▸ Page extract
What we do for photos:


            Some photographers go to great lengths to get a photo or to find out what they’re photographing. This page is about some of the more unusual things I’ve done to get a photo.


            On the day I returned from my Sarnia-London Trip, I went out in the evening and met up with some people at a golf course in Newmarket. When I got there, I discovered an ex Richmond Hill Transit Orion 1 on the driving range! The bus was in rough shape and had all its glass shot out. However it was still in the Richmond Hill Transit livery and still was lettered for Richmond Hill Transit.



            Richmond Hill Transit had a fleet of seven Orion 1s numbered 504-510. When Richmond Hill Transit merged with four other systems in 2001 to become York Region Transit, two of the Orion 1s lasted long enough to be relettered and renumbered. However, all the ex Richmond Hill Transit Orion 1s were retired by then end of 2003.


            I was unable to tell what the number of the Orion 1 was, but I was able to narrow it down to one of four buses: 504, 505, 506, and 507. I was unable to walk up to the bus for liability reasons at the golf course.


            However, I had an idea of how I could possibly identify the bus. One of my transit fan friends who I’ve gone fanning with had a camera with a really good zoom lens. I figured if I could get him to the golf course, we could identify the bus.


            That chance came on August 29, 2012 which was just over a month after I first discovered that Orion 1. I had an opportunity to go fanning with him and we decided to go to the area. He had seen my photo of the bus which I had posted online and he knew like I did that with his camera, we stood an excellent shot of making a positive identification to that bus.

▸ Exercise task 1
Give the entries as a numbered list, from the line containing "Your task: a point for each instance of the concrete" through the last line of the entries, with blank lines left out.

▸ Data extract
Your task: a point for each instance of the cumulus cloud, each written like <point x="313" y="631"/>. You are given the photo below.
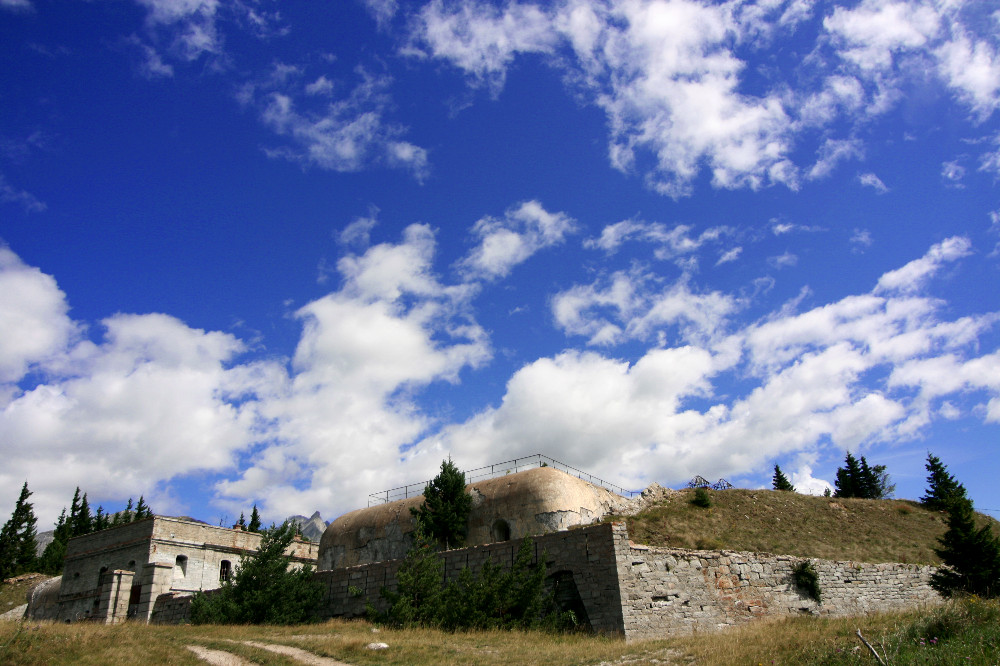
<point x="628" y="306"/>
<point x="346" y="134"/>
<point x="675" y="243"/>
<point x="161" y="402"/>
<point x="508" y="241"/>
<point x="873" y="181"/>
<point x="840" y="375"/>
<point x="34" y="321"/>
<point x="27" y="201"/>
<point x="672" y="79"/>
<point x="915" y="274"/>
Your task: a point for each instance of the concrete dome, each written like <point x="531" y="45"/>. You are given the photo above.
<point x="537" y="501"/>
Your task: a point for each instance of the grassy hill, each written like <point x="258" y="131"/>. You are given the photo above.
<point x="793" y="524"/>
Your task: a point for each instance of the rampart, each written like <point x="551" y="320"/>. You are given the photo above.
<point x="642" y="592"/>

▸ Exercise task 2
According to the page about photographing the Orion 1, how many Orion 1s did Richmond Hill Transit have in its fleet?

▸ Reply 1
1. Your task: a point for each instance of the concrete dome, each written like <point x="531" y="45"/>. You are given the photo above.
2. <point x="537" y="501"/>
3. Your task: a point for each instance of the grassy hill, each written like <point x="258" y="131"/>. You are given the photo above.
4. <point x="793" y="524"/>
5. Your task: a point for each instance of the rampart, each written like <point x="551" y="320"/>. You are given the photo above.
6. <point x="642" y="592"/>

▸ Reply 2
Seven, numbered 504-510.